→ Goal of the exercise
Leave out each picture. Repeat everything else in the records exactly.

→ Data provided
= Beginning of Section =

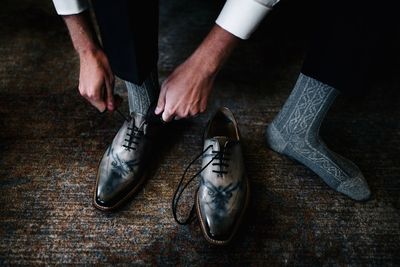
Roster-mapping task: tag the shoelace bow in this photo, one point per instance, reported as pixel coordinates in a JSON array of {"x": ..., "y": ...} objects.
[
  {"x": 217, "y": 155},
  {"x": 134, "y": 134}
]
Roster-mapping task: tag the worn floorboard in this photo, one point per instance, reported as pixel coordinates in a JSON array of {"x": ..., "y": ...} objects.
[{"x": 51, "y": 142}]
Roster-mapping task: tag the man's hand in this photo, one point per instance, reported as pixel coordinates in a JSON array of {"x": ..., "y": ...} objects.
[
  {"x": 185, "y": 92},
  {"x": 96, "y": 80}
]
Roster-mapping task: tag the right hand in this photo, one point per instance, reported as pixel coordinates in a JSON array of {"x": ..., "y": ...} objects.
[{"x": 96, "y": 80}]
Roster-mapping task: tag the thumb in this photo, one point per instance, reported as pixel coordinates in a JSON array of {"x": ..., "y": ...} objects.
[
  {"x": 161, "y": 101},
  {"x": 109, "y": 95}
]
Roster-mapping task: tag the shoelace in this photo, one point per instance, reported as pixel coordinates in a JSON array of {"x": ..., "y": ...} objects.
[
  {"x": 134, "y": 134},
  {"x": 220, "y": 156}
]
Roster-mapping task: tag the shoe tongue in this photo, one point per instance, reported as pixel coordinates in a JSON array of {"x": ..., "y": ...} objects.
[
  {"x": 221, "y": 140},
  {"x": 138, "y": 119}
]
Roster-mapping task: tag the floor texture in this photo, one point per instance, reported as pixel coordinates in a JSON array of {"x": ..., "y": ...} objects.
[{"x": 51, "y": 142}]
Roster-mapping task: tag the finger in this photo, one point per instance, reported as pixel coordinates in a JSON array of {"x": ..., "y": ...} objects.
[
  {"x": 98, "y": 104},
  {"x": 161, "y": 100},
  {"x": 109, "y": 95},
  {"x": 117, "y": 100},
  {"x": 167, "y": 116},
  {"x": 95, "y": 98}
]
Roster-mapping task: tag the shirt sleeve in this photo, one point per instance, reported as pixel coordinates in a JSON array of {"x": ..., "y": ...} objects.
[
  {"x": 242, "y": 17},
  {"x": 70, "y": 7}
]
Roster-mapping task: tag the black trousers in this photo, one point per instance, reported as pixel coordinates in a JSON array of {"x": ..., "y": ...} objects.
[
  {"x": 129, "y": 33},
  {"x": 351, "y": 39},
  {"x": 348, "y": 38}
]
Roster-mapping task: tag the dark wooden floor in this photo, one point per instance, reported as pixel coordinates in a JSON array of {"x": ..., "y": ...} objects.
[{"x": 51, "y": 141}]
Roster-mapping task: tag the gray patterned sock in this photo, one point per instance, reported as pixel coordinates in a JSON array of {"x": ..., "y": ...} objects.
[
  {"x": 142, "y": 96},
  {"x": 295, "y": 133}
]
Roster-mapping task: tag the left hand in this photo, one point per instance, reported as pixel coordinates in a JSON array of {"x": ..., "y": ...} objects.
[{"x": 185, "y": 92}]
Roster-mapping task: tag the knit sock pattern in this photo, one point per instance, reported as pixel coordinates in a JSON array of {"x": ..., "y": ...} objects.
[
  {"x": 295, "y": 133},
  {"x": 142, "y": 96}
]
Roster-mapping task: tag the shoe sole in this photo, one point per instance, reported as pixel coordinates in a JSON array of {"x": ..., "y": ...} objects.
[
  {"x": 123, "y": 200},
  {"x": 236, "y": 227}
]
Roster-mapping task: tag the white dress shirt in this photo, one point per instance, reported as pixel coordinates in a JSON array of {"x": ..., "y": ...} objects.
[{"x": 239, "y": 17}]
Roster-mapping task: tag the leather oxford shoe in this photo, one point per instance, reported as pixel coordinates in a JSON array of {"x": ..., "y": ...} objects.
[
  {"x": 123, "y": 168},
  {"x": 223, "y": 194}
]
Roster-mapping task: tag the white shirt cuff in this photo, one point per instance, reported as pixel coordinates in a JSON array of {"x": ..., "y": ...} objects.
[
  {"x": 70, "y": 7},
  {"x": 242, "y": 17}
]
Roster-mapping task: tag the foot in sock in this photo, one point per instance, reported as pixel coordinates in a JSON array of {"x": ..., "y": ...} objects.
[
  {"x": 295, "y": 133},
  {"x": 142, "y": 96}
]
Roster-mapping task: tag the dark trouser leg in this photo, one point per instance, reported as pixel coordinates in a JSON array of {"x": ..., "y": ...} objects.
[
  {"x": 129, "y": 32},
  {"x": 346, "y": 43}
]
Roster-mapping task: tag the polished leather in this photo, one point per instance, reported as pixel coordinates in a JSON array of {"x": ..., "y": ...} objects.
[
  {"x": 223, "y": 192},
  {"x": 122, "y": 167}
]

= End of Section =

→ Solution to this problem
Roster-mapping task: tag the shoelace bow in this photo, one point per instance, reported as pixel coordinates in a JSON array of {"x": ..., "y": ...} objects.
[
  {"x": 217, "y": 155},
  {"x": 134, "y": 134}
]
Roster-mapping task: tag the worn floorboard in this photo, one point per instance, reported as pixel coordinates in a JSON array of {"x": ..., "y": ...} objects.
[{"x": 51, "y": 142}]
Roster-mapping task: tag the man's hand in this photo, one point per instance, reported as pixel coordinates in a JSON array of {"x": ..., "y": ...} objects.
[
  {"x": 185, "y": 92},
  {"x": 96, "y": 80}
]
Roster-mapping task: tag the right hand in this photo, one point per instance, reported as pixel coordinates in a JSON array of {"x": ..., "y": ...} objects.
[{"x": 96, "y": 80}]
Roster-mapping task: tag the thumb in this photo, one point per instance, reported as pixel coordinates in a JSON array of {"x": ..., "y": ...} objects.
[
  {"x": 161, "y": 101},
  {"x": 109, "y": 95}
]
Roster-mapping task: tag the shoelace in this photo, one point per instance, reported as pixel coordinates in a JSON array of {"x": ..., "y": ...} objects.
[
  {"x": 134, "y": 134},
  {"x": 220, "y": 156}
]
Roster-mapping task: tag the shoe tongue in this photo, one point per instance, reported as pixel coordinates in a JSON array of {"x": ..., "y": ...} objects.
[
  {"x": 221, "y": 140},
  {"x": 138, "y": 119}
]
Roster-mapping task: tag the floor texture in this photo, one point per instance, reported as pixel coordinates in a JSON array of {"x": ..., "y": ...} objects.
[{"x": 51, "y": 142}]
Roster-mapping task: tag the finger in this photo, one point per instance, reported as pixel coordinates in a JSON array of {"x": ..., "y": ...} objects.
[
  {"x": 98, "y": 104},
  {"x": 161, "y": 100},
  {"x": 109, "y": 95},
  {"x": 117, "y": 100},
  {"x": 167, "y": 116},
  {"x": 95, "y": 98}
]
Roster-mapping task: tag the shirt sleeve in this photo, one point per instance, reported as pixel coordinates in a JSON array of {"x": ..., "y": ...} objects.
[
  {"x": 242, "y": 17},
  {"x": 70, "y": 7}
]
Roster-mapping task: tag the black trousers in this photo, one point per instance, reported as pixel coordinates in a JSON array of {"x": ..., "y": ...} objects.
[
  {"x": 129, "y": 33},
  {"x": 351, "y": 39},
  {"x": 348, "y": 38}
]
Roster-mapping task: tag the dark wooden floor in this photo, one point per instance, reported as pixel coordinates in a JSON array of {"x": ..., "y": ...} objects.
[{"x": 51, "y": 141}]
Roster-mapping task: tag the gray patterned sock in this photo, one point per instance, reported as pixel coordinates in a JSON array of {"x": ..., "y": ...} objects.
[
  {"x": 142, "y": 96},
  {"x": 295, "y": 133}
]
Roster-mapping task: tag the left hand in this photo, one point per instance, reported as pixel coordinates in a JSON array of {"x": ..., "y": ...} objects.
[{"x": 185, "y": 92}]
Roster-mapping task: tag the knit sock pattern in this photo, one point per instance, reported as pixel coordinates in a JSON array of {"x": ..., "y": ...} objects.
[
  {"x": 295, "y": 133},
  {"x": 142, "y": 96}
]
Roster-mapping task: tag the shoe sole in this photo, one point per instance, reported as pixel coordinates in a JSON array of {"x": ..., "y": ...} objects.
[
  {"x": 123, "y": 200},
  {"x": 236, "y": 227}
]
Roster-mapping task: tag the white dress shirt in this photo, one point per instance, reported as pixel coordinates in a JSON array of {"x": ..., "y": ...} objects.
[{"x": 239, "y": 17}]
Roster-mapping task: tag the leather oxford shoe in this photo, one point per instance, reported as pixel coordinates in a JSON array of {"x": ..., "y": ...} objects.
[
  {"x": 123, "y": 168},
  {"x": 223, "y": 194}
]
Roster-mapping task: tag the white shirt cuff in this photo, one point per instance, reported as pixel coordinates in a JSON array of {"x": ..., "y": ...} objects.
[
  {"x": 70, "y": 7},
  {"x": 242, "y": 17}
]
Roster-mapping task: tag the foot in sock in this photo, one point per instance, reported as pixel coordinates in a JSON array of {"x": ..., "y": ...} objects.
[
  {"x": 295, "y": 133},
  {"x": 142, "y": 96}
]
Roster-mapping task: tag the dark trouser leg in this photo, one point per instance, reported as pixel coordinates in a JSON array of {"x": ..., "y": ...} objects.
[
  {"x": 129, "y": 32},
  {"x": 346, "y": 43}
]
Roster-mapping task: tag the polished leather in this photo, one point per instance, reported as pixel coordinates in a JSON array of {"x": ..., "y": ...} objects.
[
  {"x": 223, "y": 192},
  {"x": 122, "y": 167}
]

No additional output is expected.